Copy the rows below word for word, but leave the pictures out of your copy.
___ Records shown ___
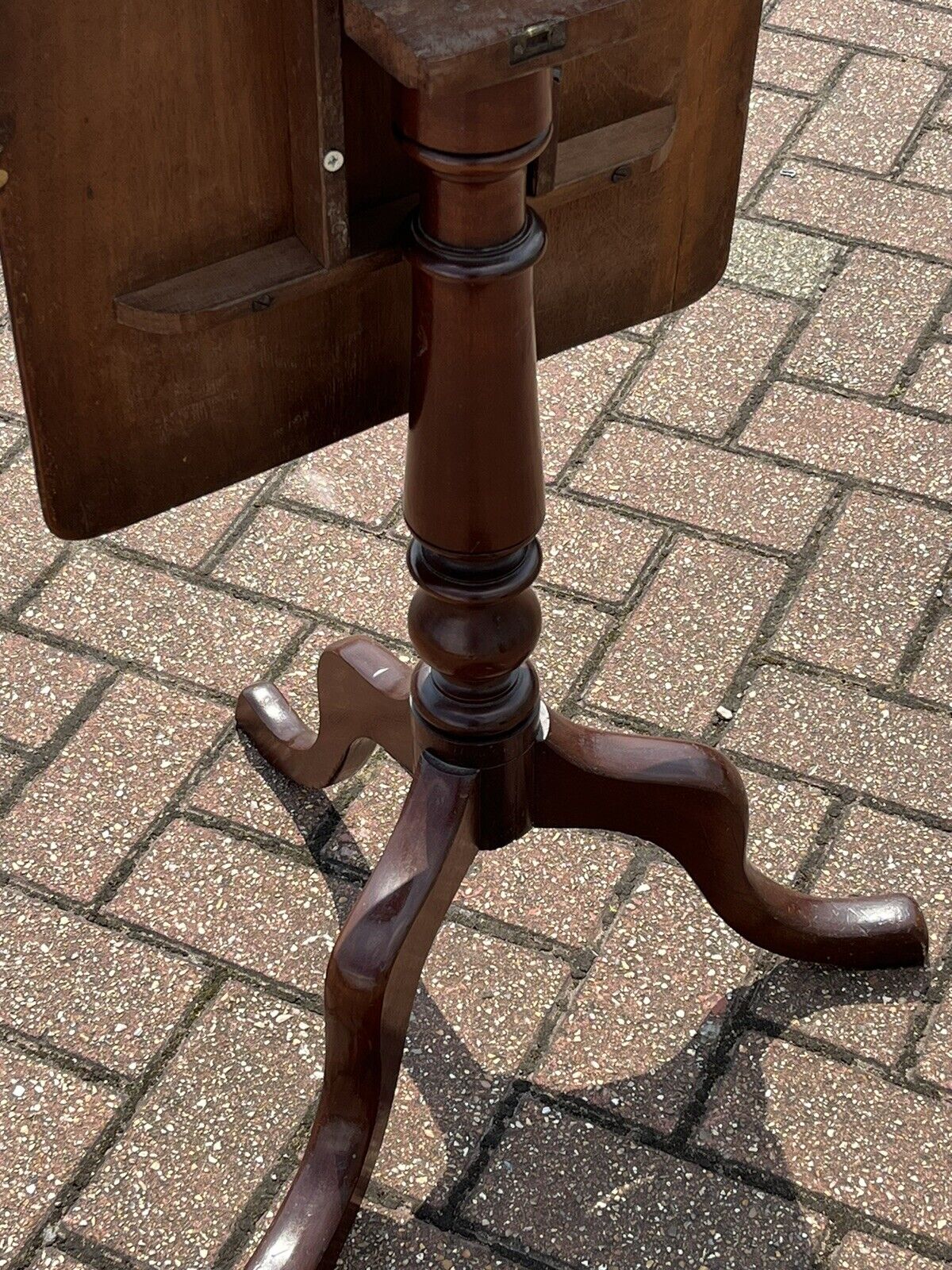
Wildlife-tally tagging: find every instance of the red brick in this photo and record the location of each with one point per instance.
(574, 389)
(708, 361)
(27, 546)
(932, 162)
(861, 1253)
(351, 575)
(869, 588)
(243, 787)
(558, 884)
(651, 1011)
(10, 393)
(935, 675)
(359, 478)
(932, 387)
(570, 632)
(856, 438)
(76, 819)
(10, 768)
(901, 29)
(865, 207)
(681, 647)
(936, 1048)
(239, 902)
(871, 112)
(837, 1130)
(40, 686)
(206, 1134)
(867, 1014)
(790, 61)
(474, 1024)
(687, 480)
(187, 533)
(162, 622)
(577, 1193)
(594, 552)
(397, 1241)
(368, 821)
(771, 121)
(838, 733)
(869, 321)
(48, 1119)
(88, 990)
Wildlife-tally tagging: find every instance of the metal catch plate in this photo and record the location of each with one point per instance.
(545, 37)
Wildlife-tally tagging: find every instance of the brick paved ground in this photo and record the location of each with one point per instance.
(749, 539)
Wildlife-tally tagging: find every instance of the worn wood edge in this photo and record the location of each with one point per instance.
(612, 23)
(255, 281)
(285, 271)
(585, 164)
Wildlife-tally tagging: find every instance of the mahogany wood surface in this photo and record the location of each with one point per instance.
(192, 137)
(689, 800)
(493, 762)
(372, 978)
(365, 696)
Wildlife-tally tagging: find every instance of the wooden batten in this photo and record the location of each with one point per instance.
(289, 270)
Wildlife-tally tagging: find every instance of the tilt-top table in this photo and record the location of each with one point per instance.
(206, 230)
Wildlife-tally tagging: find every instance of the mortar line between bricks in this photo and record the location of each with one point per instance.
(71, 1191)
(616, 721)
(63, 1060)
(884, 402)
(235, 529)
(924, 341)
(857, 46)
(930, 620)
(749, 1175)
(596, 660)
(465, 1185)
(908, 149)
(759, 217)
(777, 611)
(94, 1255)
(772, 460)
(809, 308)
(790, 139)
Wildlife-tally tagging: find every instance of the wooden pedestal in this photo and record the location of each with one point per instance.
(489, 761)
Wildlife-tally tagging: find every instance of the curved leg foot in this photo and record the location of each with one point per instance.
(365, 695)
(372, 979)
(689, 800)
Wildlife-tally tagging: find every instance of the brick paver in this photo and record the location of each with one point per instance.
(710, 360)
(48, 1119)
(854, 438)
(869, 587)
(679, 648)
(842, 1132)
(847, 737)
(869, 321)
(862, 207)
(708, 487)
(867, 118)
(749, 541)
(86, 990)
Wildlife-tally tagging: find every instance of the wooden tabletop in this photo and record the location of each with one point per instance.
(469, 44)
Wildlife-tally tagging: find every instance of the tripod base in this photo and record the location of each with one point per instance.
(683, 797)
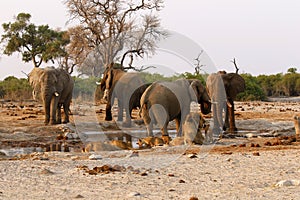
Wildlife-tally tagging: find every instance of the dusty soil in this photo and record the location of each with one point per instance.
(47, 162)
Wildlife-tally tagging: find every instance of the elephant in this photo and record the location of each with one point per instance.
(126, 87)
(223, 88)
(166, 101)
(54, 87)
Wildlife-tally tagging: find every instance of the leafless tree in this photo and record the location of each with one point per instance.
(118, 28)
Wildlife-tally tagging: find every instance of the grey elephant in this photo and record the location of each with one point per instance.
(166, 101)
(54, 87)
(127, 88)
(223, 88)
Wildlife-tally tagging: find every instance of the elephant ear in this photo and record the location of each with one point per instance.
(234, 84)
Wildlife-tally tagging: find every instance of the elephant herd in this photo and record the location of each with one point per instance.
(159, 102)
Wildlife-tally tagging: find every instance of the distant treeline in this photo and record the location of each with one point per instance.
(257, 87)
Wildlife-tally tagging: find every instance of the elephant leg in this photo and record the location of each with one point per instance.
___
__Full answer__
Wildlife-tally tagging: find every instance of the red brick in this photo and record the location of each with one point per instance.
(574, 389)
(708, 361)
(27, 546)
(932, 162)
(861, 1253)
(351, 575)
(869, 588)
(243, 787)
(558, 884)
(651, 1011)
(10, 393)
(935, 675)
(359, 478)
(932, 387)
(570, 632)
(856, 438)
(76, 819)
(10, 768)
(901, 29)
(865, 207)
(681, 647)
(936, 1048)
(239, 902)
(871, 112)
(837, 1130)
(40, 686)
(206, 1134)
(867, 1014)
(790, 61)
(474, 1024)
(687, 480)
(187, 533)
(162, 622)
(577, 1193)
(594, 552)
(397, 1241)
(368, 821)
(771, 121)
(838, 733)
(869, 321)
(48, 1119)
(88, 990)
Wildlife-tally tagging: find every instance of the metal catch plate in this photo and record the location of each with one point per instance.
(545, 37)
Wildlife-tally tagging: find every instance of the brick paved ground in this photo and record the location of each with one point per instance.
(749, 539)
Wildlife-tally tagging: find every instance of the worn wood edge in this photo and record the location of each with one point per instance.
(612, 23)
(255, 281)
(285, 271)
(585, 164)
Wildlife-tally tagging: find every instance of the mahogany wood surface in this photo and record the location of each with one point per instance.
(192, 137)
(689, 800)
(493, 762)
(372, 978)
(365, 696)
Wildlife-tally tagging: find every instance of the wooden batten in this photo and record the location of each with one point per instance.
(289, 270)
Wildlife-tally tagging: find every instance of the tilt-top table in this photo and record the location of each with one point per instance.
(206, 230)
Wildlife-tally tagging: find every instance of the mortar line between bricks in this photo and record the location of each with one point per instance.
(71, 1191)
(616, 721)
(63, 1060)
(884, 402)
(235, 529)
(924, 341)
(857, 46)
(930, 620)
(749, 1175)
(596, 660)
(465, 1185)
(908, 149)
(759, 217)
(777, 611)
(94, 1255)
(772, 460)
(809, 308)
(790, 139)
Wildlife-tally tagging: find every instance of the wooden pedestal in this photo and record the location of each with one point per instance.
(489, 761)
Wildlife-tally tagging: find every instance of the curved leg foot in this photo and record the location of each with one point per instance.
(365, 695)
(372, 979)
(689, 800)
Wildlife-tally tagging: find every instance of the brick paver in this photo and record the location of each with one point per instance.
(710, 360)
(48, 1119)
(854, 438)
(869, 587)
(679, 648)
(842, 1132)
(847, 737)
(869, 321)
(862, 207)
(708, 487)
(867, 118)
(749, 541)
(86, 990)
Wildlife-tally tagging: find every instance of the wooden tabletop in this photo and record the location of each with one point per instance.
(469, 44)
Wildlife-tally tagging: find every instance of the tripod base in this photo and record the location of each with one point per instance.
(683, 797)
Wildlife-tally tagging: find every instance of the dusty soil in this photo and record the location of each with one point per instance.
(47, 162)
Wildlife-tally tagging: find every instance of the elephant in this photo and record the location of each with one point per instance.
(126, 87)
(223, 88)
(166, 101)
(54, 87)
Wildlife-tally tagging: find every instance of the leafless tree in this photo and record the location of each with one point per instance.
(118, 28)
Wildlife-tally tagging: find every instance of the grey elephant in this photo and record the location of each with one point per instance.
(166, 101)
(54, 87)
(127, 88)
(223, 88)
Wildlife-tally tagging: find every instance of the elephant ear in this photo and record the location of each with one point per instance.
(234, 84)
Wildlife-tally tagging: find every instance of the elephant herd in this photo and record the location of each with one point per instance.
(159, 102)
Wildlife-tally tagging: find every instance of the distant treeline in this photo and record the location of each with one point per instance.
(257, 87)
Wildlife-tally tagging: find every instance of the elephant leg in this photo and record the location of each with one point per instance.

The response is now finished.